■ Information:
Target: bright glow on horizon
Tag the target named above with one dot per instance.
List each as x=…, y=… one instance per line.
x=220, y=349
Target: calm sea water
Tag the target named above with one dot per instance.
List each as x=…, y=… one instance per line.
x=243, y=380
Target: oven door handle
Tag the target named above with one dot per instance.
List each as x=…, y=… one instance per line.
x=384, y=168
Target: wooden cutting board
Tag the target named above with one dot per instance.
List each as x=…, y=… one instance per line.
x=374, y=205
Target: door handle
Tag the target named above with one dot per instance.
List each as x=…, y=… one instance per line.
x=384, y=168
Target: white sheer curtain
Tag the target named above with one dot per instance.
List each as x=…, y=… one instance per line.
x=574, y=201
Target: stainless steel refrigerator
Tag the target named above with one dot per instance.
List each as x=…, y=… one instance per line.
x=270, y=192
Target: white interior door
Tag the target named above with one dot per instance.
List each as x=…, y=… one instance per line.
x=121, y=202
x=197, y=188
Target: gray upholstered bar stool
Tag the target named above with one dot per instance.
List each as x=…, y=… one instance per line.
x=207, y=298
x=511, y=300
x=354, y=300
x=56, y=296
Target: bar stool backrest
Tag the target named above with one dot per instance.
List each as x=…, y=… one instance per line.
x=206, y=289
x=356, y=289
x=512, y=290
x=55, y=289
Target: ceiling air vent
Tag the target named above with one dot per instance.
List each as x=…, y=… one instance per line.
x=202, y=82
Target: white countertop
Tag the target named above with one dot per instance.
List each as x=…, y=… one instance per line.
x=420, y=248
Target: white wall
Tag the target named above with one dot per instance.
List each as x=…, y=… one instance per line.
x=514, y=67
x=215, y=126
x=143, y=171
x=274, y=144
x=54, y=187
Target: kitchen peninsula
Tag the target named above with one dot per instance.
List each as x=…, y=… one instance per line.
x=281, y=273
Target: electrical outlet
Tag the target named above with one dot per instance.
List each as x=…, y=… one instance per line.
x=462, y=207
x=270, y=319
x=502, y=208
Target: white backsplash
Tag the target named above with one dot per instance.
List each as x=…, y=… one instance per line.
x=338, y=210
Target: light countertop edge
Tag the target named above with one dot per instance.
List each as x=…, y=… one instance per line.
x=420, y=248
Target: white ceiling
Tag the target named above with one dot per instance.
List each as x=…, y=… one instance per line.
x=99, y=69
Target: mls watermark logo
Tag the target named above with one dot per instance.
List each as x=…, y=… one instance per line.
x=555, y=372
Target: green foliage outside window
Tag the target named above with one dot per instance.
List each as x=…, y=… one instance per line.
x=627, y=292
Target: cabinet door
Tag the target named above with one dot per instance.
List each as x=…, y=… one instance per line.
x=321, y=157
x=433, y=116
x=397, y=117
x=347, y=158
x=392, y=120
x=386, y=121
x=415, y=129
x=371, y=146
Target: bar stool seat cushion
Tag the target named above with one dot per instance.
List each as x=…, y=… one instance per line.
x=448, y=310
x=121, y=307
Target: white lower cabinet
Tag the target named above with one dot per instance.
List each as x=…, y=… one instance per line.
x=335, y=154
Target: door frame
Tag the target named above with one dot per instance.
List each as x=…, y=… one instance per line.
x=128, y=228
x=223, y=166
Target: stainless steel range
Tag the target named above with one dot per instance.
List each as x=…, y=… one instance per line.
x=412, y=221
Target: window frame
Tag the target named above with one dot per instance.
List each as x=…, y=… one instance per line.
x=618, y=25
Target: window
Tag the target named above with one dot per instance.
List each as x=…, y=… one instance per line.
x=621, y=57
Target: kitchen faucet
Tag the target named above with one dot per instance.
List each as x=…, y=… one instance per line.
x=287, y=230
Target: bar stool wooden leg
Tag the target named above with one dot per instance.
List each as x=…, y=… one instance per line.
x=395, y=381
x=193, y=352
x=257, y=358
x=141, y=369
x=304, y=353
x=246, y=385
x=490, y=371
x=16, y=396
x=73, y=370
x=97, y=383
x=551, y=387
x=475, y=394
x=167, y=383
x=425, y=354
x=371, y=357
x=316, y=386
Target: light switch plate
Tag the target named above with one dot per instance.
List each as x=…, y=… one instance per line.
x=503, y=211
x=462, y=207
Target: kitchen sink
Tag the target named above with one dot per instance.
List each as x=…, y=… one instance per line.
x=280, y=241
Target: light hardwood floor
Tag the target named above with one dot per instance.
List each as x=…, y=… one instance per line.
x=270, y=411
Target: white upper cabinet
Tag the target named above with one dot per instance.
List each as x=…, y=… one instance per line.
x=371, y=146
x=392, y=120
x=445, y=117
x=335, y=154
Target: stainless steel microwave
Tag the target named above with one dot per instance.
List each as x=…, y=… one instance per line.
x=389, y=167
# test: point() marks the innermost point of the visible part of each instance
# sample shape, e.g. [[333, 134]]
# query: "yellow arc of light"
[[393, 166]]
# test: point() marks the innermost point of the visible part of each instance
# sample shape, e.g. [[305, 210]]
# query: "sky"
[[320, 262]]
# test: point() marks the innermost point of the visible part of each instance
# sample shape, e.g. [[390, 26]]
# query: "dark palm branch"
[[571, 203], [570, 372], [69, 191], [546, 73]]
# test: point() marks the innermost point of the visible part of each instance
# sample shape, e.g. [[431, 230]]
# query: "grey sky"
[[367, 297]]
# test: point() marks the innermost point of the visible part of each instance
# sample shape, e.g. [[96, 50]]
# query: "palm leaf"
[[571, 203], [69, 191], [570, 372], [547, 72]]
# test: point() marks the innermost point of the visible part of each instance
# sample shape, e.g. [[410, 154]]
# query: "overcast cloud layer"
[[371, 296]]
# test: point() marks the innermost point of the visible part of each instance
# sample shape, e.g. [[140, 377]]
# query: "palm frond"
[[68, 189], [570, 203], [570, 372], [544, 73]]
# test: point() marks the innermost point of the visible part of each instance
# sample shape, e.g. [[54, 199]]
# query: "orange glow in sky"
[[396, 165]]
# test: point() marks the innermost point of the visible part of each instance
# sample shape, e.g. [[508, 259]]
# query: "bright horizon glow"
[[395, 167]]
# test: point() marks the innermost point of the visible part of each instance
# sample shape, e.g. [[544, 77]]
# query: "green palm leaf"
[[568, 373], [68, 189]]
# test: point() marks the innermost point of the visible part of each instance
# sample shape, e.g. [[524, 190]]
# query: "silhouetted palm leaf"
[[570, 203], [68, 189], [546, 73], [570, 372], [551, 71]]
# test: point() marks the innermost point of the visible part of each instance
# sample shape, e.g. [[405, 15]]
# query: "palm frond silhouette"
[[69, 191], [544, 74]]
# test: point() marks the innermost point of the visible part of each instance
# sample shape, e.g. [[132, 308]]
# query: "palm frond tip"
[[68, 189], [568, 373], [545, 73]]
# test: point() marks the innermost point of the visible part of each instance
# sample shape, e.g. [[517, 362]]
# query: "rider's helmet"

■ Work instructions: Retype the material exactly, including every line.

■ Result for this task:
Target: bright glow on horizon
Tag the target named above with one dot per instance.
List each as x=…, y=… one instance per line.
x=220, y=349
Target: calm sea water
Tag the target named above with one dot per instance.
List each as x=…, y=… one instance per line.
x=243, y=380
Target: oven door handle
Tag the target named above with one dot per instance.
List each as x=…, y=… one instance per line.
x=384, y=168
Target: wooden cutting board
Tag the target named above with one dot per instance.
List each as x=…, y=… one instance per line.
x=374, y=205
Target: door handle
Tag the target named above with one dot per instance.
List each as x=…, y=… one instance per line.
x=384, y=168
Target: white sheer curtain
Tag the target named above with one dot per instance.
List each as x=…, y=… one instance per line.
x=574, y=201
Target: stainless steel refrigerator
Tag the target named above with one dot per instance.
List each as x=…, y=… one instance per line.
x=270, y=192
Target: white interior door
Tag the target named above with one dot per instance.
List each as x=…, y=… one instance per line.
x=121, y=202
x=197, y=188
Target: gray upholstered bar stool
Tag the target named above with one dot per instance.
List each as x=…, y=… one instance per line.
x=207, y=298
x=511, y=300
x=354, y=300
x=56, y=296
Target: bar stool backrest
Tag the target named above with one dot per instance.
List each as x=…, y=… one instance per line.
x=206, y=289
x=356, y=289
x=512, y=290
x=55, y=289
Target: ceiling air vent
Tag the target named above with one dot per instance.
List each as x=…, y=… one instance per line.
x=202, y=82
Target: white countertop
Tag the target named above with one dot per instance.
List each as x=…, y=… one instance per line.
x=420, y=248
Target: white wall
Tag the target named above with one dot per instance.
List each as x=…, y=… one instance per line.
x=514, y=67
x=215, y=126
x=143, y=171
x=274, y=144
x=54, y=187
Target: kitchen peninsula
Tag the target named above with one dot per instance.
List each as x=…, y=… one instance per line.
x=281, y=273
Target: electrical outlet
Tag the target named above with one dot per instance.
List each as x=…, y=… one instance per line.
x=462, y=207
x=270, y=319
x=502, y=208
Target: white backsplash
Tag the target named above with one dot per instance.
List each as x=…, y=… one instance per line.
x=338, y=210
Target: light countertop edge
Tag the target named above with one dot per instance.
List each as x=…, y=… one instance per line.
x=420, y=248
Target: white ceiling
Tag the target named above with one dot per instance.
List each as x=…, y=… one instance per line.
x=99, y=69
Target: mls watermark logo
Tag the target named above with one dot per instance.
List each as x=…, y=… one instance per line.
x=555, y=372
Target: green foliage outside window
Tag the target named above with one dot per instance.
List each as x=…, y=… one instance per line.
x=627, y=292
Target: cabinet door
Tag the target named above with one dot per instance.
List each as x=…, y=… one instance per line.
x=321, y=157
x=433, y=116
x=397, y=117
x=347, y=158
x=392, y=120
x=386, y=121
x=415, y=129
x=371, y=146
Target: bar stool seat cushion
Tag the target named above with one dot per instance.
List each as x=…, y=… one instance per line.
x=448, y=310
x=121, y=307
Target: white lower cabinet
Tag the target named above with one dot per instance.
List each as x=…, y=… one instance per line.
x=335, y=154
Target: door frame
Tag the target named above with one dot per instance.
List each as x=…, y=… one instance per line.
x=128, y=228
x=223, y=166
Target: stainless steel range
Tag the target named above with one dot per instance.
List each as x=…, y=… one instance per line.
x=412, y=221
Target: window frame
Tag the target named above with one dot per instance.
List each as x=…, y=… one instance per line.
x=618, y=25
Target: window
Tag the target named above with one dot per instance.
List each as x=…, y=… one instance per line.
x=621, y=57
Target: kitchen faucet
Tag the target named above with one dot per instance.
List each as x=…, y=… one instance per line.
x=287, y=230
Target: bar stool wooden leg
Tag the target named above with one dot per instance.
List each as x=…, y=… one instance per line.
x=395, y=381
x=193, y=352
x=257, y=358
x=141, y=369
x=304, y=353
x=246, y=385
x=490, y=371
x=16, y=396
x=73, y=370
x=97, y=383
x=551, y=387
x=475, y=394
x=167, y=383
x=425, y=354
x=371, y=357
x=316, y=386
Target: light switch plate
Tag the target named above with one dot per instance.
List each as x=…, y=… one instance per line.
x=503, y=211
x=462, y=207
Target: kitchen sink
Tag the target named above with one dot per instance.
List each as x=…, y=… one instance per line.
x=280, y=241
Target: light hardwood floor
Tag the target named above with one dot per instance.
List each as x=…, y=… one instance per line.
x=270, y=411
Target: white upper cabinet
Tag the target named above with one dot per instance.
List each as x=…, y=… one instance per line.
x=371, y=146
x=392, y=120
x=445, y=117
x=335, y=154
Target: stainless steel microwave
Tag the target named above with one dot per instance.
List each as x=…, y=… one instance per line.
x=389, y=167
# test: point() marks the innermost point of the visible part of each instance
# sample shape, e.g. [[333, 134]]
# query: "yellow arc of light"
[[393, 166]]
# test: point() marks the innermost point of the visible part of each instance
# sample shape, e.g. [[305, 210]]
# query: "sky"
[[320, 262]]
# test: point() marks the innermost point of the visible part of each instance
# sample shape, e.g. [[390, 26]]
# query: "dark palm branch"
[[571, 203], [570, 372], [69, 191], [546, 73]]
# test: point() marks the innermost point of the visible part of each instance
# sample shape, e.g. [[431, 230]]
# query: "grey sky"
[[367, 297]]
# test: point() marks the innermost point of the visible part of each instance
# sample shape, e.g. [[96, 50]]
# query: "palm leaf"
[[571, 203], [69, 191], [570, 372], [547, 72]]
# test: point() marks the innermost point of the visible part of each instance
# sample shape, e.g. [[410, 154]]
# query: "overcast cloud layer"
[[371, 296]]
# test: point() marks the innermost point of the visible part of each instance
# sample shape, e.g. [[140, 377]]
# query: "palm frond"
[[68, 189], [570, 203], [570, 372], [544, 73]]
# test: point() marks the innermost point of the visible part of each instance
# sample shape, e.g. [[54, 199]]
# query: "orange glow in sky"
[[396, 165]]
# test: point() marks the innermost point of the visible part of each instance
# sample shape, e.g. [[508, 259]]
# query: "bright horizon glow"
[[395, 167]]
# test: point() marks the innermost point of the visible part of each instance
# sample shape, e.g. [[544, 77]]
# query: "green palm leaf"
[[568, 373], [68, 189]]
# test: point() marks the innermost point of the visible part of each instance
# sample shape, e.g. [[524, 190]]
# query: "silhouetted palm leaf"
[[570, 203], [68, 189], [546, 73], [570, 372], [551, 71]]
# test: point() marks the innermost point of the visible part of each instance
# sample shape, e.g. [[405, 15]]
# query: "palm frond silhouette"
[[69, 191], [544, 74]]
# test: point() marks the innermost point of the visible part of each instance
# sample shape, e.g. [[132, 308]]
# query: "palm frond tip"
[[68, 189], [568, 373], [545, 73]]
# test: point() marks the innermost point of the visible part of each instance
# sample shape, e.g. [[517, 362]]
# query: "rider's helmet"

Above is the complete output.